---- Available records

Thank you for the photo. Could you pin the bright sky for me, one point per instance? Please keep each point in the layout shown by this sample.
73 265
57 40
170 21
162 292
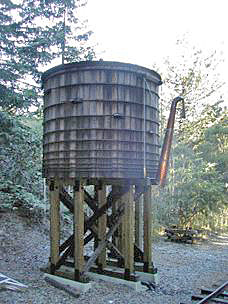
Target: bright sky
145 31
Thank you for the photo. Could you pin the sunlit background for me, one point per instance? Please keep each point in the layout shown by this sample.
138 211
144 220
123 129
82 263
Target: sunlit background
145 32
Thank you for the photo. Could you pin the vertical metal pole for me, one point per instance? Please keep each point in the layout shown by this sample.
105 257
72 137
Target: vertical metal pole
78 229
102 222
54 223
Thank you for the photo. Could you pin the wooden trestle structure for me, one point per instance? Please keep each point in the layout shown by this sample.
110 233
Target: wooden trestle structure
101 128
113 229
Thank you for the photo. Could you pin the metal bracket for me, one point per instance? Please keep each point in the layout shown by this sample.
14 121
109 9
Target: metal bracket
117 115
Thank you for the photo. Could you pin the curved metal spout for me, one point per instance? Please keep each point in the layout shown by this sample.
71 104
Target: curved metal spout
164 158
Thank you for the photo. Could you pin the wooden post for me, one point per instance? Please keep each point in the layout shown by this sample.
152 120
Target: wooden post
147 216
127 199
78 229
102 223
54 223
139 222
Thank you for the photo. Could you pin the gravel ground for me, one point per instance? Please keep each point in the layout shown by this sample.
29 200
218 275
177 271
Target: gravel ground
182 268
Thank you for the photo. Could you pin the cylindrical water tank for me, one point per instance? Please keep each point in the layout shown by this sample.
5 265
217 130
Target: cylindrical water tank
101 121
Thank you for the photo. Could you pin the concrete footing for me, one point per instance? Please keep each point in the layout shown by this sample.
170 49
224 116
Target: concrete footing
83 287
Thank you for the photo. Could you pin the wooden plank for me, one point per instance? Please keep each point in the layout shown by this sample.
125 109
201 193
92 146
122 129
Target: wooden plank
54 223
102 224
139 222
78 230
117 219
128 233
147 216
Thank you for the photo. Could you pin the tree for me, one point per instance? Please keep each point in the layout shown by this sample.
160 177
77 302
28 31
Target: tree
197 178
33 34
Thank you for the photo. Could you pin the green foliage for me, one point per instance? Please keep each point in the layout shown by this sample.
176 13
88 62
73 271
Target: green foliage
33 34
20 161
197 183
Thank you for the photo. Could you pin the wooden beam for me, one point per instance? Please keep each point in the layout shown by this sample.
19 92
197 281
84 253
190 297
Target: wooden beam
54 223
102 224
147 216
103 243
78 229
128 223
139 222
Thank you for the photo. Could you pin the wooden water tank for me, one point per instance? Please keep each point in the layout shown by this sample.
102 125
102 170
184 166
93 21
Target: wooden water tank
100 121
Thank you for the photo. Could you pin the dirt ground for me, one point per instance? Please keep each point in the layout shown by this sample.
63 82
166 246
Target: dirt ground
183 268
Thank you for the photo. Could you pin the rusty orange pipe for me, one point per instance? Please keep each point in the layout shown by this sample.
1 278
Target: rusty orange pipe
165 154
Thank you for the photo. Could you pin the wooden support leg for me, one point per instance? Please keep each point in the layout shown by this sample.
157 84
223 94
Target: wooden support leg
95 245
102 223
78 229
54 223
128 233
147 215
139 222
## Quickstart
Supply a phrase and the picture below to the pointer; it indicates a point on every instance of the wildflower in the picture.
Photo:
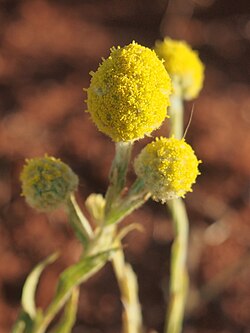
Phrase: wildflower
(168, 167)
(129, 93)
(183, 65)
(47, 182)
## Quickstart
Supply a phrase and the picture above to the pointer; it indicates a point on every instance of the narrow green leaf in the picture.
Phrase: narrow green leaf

--------
---- Available records

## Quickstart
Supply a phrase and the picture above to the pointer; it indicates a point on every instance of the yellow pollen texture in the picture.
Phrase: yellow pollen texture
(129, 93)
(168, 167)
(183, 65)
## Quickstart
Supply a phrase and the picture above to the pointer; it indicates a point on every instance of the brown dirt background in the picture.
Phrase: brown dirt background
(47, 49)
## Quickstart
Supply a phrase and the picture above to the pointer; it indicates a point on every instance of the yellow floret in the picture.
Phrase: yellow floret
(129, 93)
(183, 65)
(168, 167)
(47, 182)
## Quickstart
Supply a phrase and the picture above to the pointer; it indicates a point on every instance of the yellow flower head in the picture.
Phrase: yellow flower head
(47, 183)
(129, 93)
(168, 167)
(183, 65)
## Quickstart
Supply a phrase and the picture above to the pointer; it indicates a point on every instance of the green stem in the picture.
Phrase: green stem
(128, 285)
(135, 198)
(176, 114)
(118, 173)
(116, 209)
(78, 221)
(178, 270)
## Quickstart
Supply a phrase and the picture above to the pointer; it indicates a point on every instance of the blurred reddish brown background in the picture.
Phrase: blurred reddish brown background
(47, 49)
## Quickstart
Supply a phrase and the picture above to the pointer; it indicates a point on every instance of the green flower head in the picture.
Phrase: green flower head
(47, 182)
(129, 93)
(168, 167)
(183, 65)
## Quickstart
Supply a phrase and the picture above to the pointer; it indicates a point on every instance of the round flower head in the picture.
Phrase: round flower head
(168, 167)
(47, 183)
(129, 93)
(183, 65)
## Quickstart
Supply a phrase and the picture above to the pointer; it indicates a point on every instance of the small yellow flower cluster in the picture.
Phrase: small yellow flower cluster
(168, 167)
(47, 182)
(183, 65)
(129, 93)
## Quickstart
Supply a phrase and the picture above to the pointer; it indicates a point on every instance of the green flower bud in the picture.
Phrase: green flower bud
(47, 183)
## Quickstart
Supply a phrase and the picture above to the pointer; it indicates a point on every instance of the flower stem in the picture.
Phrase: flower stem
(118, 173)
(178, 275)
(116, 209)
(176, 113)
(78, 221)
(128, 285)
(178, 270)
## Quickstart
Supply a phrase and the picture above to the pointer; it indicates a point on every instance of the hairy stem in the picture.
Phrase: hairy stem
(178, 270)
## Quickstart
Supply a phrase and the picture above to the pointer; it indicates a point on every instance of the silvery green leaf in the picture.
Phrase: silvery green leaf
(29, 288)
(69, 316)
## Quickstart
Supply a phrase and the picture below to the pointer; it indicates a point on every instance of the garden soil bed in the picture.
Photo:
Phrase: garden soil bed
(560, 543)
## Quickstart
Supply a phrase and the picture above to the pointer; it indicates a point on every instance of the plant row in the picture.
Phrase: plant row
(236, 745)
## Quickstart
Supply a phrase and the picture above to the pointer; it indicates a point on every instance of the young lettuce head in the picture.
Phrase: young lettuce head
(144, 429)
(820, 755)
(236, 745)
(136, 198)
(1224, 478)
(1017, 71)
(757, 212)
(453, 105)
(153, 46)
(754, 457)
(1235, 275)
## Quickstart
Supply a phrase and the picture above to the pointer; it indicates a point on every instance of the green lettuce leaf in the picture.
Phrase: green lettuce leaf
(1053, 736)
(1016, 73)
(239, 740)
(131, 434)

--------
---- Available records

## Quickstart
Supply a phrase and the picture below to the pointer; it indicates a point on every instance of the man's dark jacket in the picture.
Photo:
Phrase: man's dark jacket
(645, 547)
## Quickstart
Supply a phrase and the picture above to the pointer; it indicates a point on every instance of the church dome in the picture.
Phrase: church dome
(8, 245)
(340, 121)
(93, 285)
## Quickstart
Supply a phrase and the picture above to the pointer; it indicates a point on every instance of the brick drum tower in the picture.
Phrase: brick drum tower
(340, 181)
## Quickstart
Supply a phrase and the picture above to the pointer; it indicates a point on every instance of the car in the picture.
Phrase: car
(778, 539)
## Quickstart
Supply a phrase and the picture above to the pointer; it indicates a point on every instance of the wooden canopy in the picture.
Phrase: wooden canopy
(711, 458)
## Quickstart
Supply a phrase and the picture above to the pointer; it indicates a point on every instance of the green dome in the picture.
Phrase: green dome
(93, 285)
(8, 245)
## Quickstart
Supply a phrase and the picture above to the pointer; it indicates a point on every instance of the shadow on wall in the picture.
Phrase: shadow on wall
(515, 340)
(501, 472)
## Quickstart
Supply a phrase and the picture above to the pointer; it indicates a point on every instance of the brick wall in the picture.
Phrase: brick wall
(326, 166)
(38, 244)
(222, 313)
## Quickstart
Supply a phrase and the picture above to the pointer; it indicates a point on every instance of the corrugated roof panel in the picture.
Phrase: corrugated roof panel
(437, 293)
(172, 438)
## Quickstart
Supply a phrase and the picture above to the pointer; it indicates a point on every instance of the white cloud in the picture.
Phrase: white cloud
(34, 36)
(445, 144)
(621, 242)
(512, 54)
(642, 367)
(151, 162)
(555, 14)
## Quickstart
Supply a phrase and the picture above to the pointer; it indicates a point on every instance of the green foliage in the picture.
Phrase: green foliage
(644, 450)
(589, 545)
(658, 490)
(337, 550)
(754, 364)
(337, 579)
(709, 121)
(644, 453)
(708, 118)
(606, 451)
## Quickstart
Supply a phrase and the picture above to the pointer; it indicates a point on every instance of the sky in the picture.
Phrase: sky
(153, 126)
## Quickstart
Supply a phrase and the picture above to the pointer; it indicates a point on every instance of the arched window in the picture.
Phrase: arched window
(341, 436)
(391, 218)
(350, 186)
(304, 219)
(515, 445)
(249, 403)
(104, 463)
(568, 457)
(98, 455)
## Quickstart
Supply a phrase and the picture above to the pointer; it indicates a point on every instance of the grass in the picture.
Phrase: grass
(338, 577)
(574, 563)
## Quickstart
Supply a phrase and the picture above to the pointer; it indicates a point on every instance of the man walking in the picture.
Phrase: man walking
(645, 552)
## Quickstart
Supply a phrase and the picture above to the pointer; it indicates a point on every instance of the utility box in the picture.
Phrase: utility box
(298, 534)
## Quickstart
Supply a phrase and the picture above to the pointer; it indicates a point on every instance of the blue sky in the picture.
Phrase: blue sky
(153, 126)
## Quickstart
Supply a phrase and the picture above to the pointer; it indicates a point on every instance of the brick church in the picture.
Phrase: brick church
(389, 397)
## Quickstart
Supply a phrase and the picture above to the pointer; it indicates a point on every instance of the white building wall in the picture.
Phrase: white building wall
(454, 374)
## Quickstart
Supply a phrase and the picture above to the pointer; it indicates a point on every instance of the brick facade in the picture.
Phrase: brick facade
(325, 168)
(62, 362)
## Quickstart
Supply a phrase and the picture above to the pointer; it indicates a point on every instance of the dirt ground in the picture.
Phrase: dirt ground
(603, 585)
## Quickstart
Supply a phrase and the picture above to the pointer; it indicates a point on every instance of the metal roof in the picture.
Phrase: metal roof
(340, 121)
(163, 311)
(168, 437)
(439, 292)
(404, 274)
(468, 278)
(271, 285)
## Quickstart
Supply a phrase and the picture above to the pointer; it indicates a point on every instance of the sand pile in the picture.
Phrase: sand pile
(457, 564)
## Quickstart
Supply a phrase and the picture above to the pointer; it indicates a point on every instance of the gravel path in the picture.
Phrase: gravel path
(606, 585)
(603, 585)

--------

For this exercise, set down the lines in the entries above from the one with "Thank you for the photo. Could you pin the wooden beam" through the one with "Phrase: narrow green leaf" exactly as written, without any pictures.

» Solution to the problem
Thank you for the photo. Could you pin the wooden beam for me, one point per instance? Please keep each point in the layout shown by this sample.
19 92
197 281
84 253
190 297
Target: wooden beam
54 223
102 224
147 216
103 243
78 229
128 223
139 222
Thank you for the photo. Could you pin the wooden water tank for me, one point per instance? Please keep each point in the layout shown by this sample.
102 125
102 170
184 166
93 21
Target: wooden water tank
100 121
Thank you for the photo. Could you pin the dirt ground for me, one point per instance? Please keep each point in the layout shown by this sample.
63 82
166 246
Target: dirt ground
183 268
Thank you for the photo. Could you pin the rusty orange pipe for me, one point per instance? Please keep each point in the layout shown by this sample.
1 278
Target: rusty orange pipe
165 154
Thank you for the photo. Could you pin the wooden support leg for me, one point per instance? Please keep each point in the layout shown by this sample.
157 84
223 94
Target: wooden support leg
95 245
102 223
78 229
54 223
128 233
147 215
139 222
## Quickstart
Supply a phrase and the picture below to the pointer; it indicates a point on every instance of the wildflower in the picture.
Photo:
Phrase: wildflower
(168, 167)
(129, 93)
(183, 65)
(47, 182)
## Quickstart
Supply a phrase and the picture above to the pointer; it indicates a point on every instance of the narrow green leaf in the picture.
Phrase: narrow green leaf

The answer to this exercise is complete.